■ Problem description
Make an exact copy of the entries below.

■ Data provided

━━━━━━━━━━━━━━━━━━━━

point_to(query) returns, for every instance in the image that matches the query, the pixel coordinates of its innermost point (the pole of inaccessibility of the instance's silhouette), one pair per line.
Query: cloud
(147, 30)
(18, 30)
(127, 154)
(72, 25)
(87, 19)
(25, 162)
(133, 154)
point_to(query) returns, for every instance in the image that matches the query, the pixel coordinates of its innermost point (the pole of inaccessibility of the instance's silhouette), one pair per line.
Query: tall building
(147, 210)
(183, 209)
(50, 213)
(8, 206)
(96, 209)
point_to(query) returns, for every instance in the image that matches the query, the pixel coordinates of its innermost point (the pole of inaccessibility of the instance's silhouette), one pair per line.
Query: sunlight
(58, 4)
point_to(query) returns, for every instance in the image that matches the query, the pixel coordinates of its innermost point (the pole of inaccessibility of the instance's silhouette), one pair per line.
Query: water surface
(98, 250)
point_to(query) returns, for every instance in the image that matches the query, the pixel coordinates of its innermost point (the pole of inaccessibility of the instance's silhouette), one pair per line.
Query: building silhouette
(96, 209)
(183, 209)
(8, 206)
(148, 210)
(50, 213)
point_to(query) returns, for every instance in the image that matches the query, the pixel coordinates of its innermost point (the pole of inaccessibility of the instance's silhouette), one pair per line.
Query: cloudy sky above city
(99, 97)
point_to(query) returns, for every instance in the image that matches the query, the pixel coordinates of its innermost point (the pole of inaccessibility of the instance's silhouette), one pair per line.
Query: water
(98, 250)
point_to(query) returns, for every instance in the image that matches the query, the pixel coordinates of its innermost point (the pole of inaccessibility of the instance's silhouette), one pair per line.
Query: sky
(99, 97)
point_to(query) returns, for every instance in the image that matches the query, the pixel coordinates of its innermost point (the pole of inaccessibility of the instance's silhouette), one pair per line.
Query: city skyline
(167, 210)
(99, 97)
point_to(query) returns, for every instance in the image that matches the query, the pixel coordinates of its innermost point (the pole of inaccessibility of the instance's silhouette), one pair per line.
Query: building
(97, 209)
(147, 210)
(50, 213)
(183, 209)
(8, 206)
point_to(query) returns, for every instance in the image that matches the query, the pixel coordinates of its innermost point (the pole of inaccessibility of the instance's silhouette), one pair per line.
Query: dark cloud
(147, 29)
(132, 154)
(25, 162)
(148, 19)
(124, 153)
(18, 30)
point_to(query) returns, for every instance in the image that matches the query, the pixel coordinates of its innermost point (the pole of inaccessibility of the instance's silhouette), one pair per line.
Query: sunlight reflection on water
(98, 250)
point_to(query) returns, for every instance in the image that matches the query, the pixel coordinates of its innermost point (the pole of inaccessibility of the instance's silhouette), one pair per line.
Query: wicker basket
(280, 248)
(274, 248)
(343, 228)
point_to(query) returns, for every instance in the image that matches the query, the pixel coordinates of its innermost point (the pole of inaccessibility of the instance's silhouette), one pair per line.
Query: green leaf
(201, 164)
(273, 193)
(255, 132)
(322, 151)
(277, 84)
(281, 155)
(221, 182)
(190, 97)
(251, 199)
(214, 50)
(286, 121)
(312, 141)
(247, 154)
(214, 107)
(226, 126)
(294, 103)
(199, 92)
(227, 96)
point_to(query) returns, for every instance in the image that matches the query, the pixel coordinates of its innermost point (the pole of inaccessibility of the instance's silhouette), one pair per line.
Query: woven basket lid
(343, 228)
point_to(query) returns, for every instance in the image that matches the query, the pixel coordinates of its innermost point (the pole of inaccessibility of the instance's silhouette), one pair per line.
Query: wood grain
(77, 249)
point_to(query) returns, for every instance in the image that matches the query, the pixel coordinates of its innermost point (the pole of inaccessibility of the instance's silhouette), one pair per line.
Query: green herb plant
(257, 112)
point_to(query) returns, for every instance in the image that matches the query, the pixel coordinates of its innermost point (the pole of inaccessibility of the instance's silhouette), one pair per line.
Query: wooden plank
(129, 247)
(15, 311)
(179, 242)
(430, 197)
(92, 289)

━━━━━━━━━━━━━━━━━━━━

■ Task result
point_to(query) returns, for every instance in the image that matches the query, the pixel coordinates of its innermost point (the pole of inaccessibility of the instance's silhouette), one pair per line.
Query: cloud
(147, 30)
(18, 30)
(127, 154)
(72, 25)
(87, 19)
(25, 162)
(133, 154)
point_to(query) returns, for every instance in the image that matches the query, the pixel coordinates of its innermost point (the pole of inaccessibility of the instance's silhouette), one pair per line.
Query: tall building
(147, 210)
(183, 209)
(50, 213)
(8, 206)
(96, 209)
point_to(query) returns, for every instance in the image that matches the query, the pixel coordinates of its innermost point (the pole of inaccessibility of the instance's silhouette), one pair per line.
Query: sunlight
(58, 4)
point_to(query) returns, for every instance in the image that matches the query, the pixel coordinates of its innermost point (the pole of inaccessibility of the instance's silhouette), one pair per line.
Query: water surface
(98, 250)
point_to(query) returns, for every instance in the image that matches the query, the pixel coordinates of its innermost point (the pole of inaccessibility of the instance's silhouette), one pair per line.
Query: building silhouette
(96, 209)
(183, 209)
(8, 206)
(148, 210)
(50, 213)
point_to(query) returns, for every instance in the image that matches the query, the pixel coordinates of its innermost point (the pole of inaccessibility of the instance's silhouette), one pair per line.
Query: cloudy sky above city
(99, 97)
point_to(query) returns, for every instance in the image that matches the query, the pixel coordinates of its innermost point (the pole of inaccessibility of the instance's silhouette), one pair per line.
Query: water
(98, 250)
point_to(query) returns, for every instance in the image that matches the query, the pixel coordinates of its innermost point (the pole of inaccessibility of the instance's silhouette), one pair per line.
Query: sky
(99, 97)
point_to(query) returns, for every instance in the image that matches the query, the pixel coordinates of its innermost point (the pole of inaccessibility of the instance's silhouette), one pair per line.
Query: city skyline
(167, 210)
(99, 97)
point_to(query) returns, for every instance in the image that matches the query, the pixel coordinates of its innermost point (the pole of inaccessibility of the instance's silhouette), one pair per line.
Query: building
(97, 209)
(147, 210)
(50, 213)
(183, 209)
(8, 206)
point_to(query) returns, for every instance in the image that matches the query, the pixel coordinates of its innermost point (the pole of inaccessibility of the instance's silhouette), one pair per line.
Query: dark cloud
(147, 29)
(132, 154)
(25, 162)
(148, 19)
(124, 153)
(18, 30)
point_to(query) returns, for every instance in the image that matches the query, the pixel coordinates of its innermost point (the pole of inaccessibility of the instance's silhouette), one pair per line.
Query: sunlight reflection on water
(98, 250)
point_to(query) returns, for every instance in the image that matches the query, the pixel coordinates of its innermost point (the pole of inaccessibility of the instance's silhouette), one pair per line.
Query: wicker basket
(280, 248)
(274, 248)
(343, 228)
point_to(query) returns, for every instance in the image that matches the query, the pixel coordinates of its innermost point (the pole of inaccessibility of the instance's silhouette), one pair per line.
Query: green leaf
(201, 164)
(273, 193)
(255, 132)
(322, 151)
(277, 84)
(281, 155)
(221, 182)
(190, 97)
(251, 199)
(214, 50)
(286, 121)
(312, 141)
(247, 154)
(214, 107)
(226, 126)
(294, 103)
(199, 92)
(227, 96)
point_to(query) returns, for every instance in the image that matches the query, the pixel coordinates of its innermost point (the pole of inaccessibility of the instance's silhouette), one pair per line.
Query: woven basket lid
(343, 228)
point_to(query) returns, for every instance in the image that matches the query, the pixel coordinates of its innermost point (the pole of inaccessibility of the instance's silhouette), one pair per line.
Query: wood grain
(77, 249)
point_to(query) returns, for every instance in the image that matches the query, the pixel coordinates of its innermost point (the pole of inaccessibility of the instance's silhouette), one pair per line.
Query: green herb plant
(257, 112)
point_to(query) returns, for every instance in the image that matches the query, the pixel coordinates of its innermost point (the pole of inaccessibility of the instance's silhouette), one pair per line.
Query: wooden plank
(129, 247)
(15, 311)
(179, 242)
(430, 197)
(92, 289)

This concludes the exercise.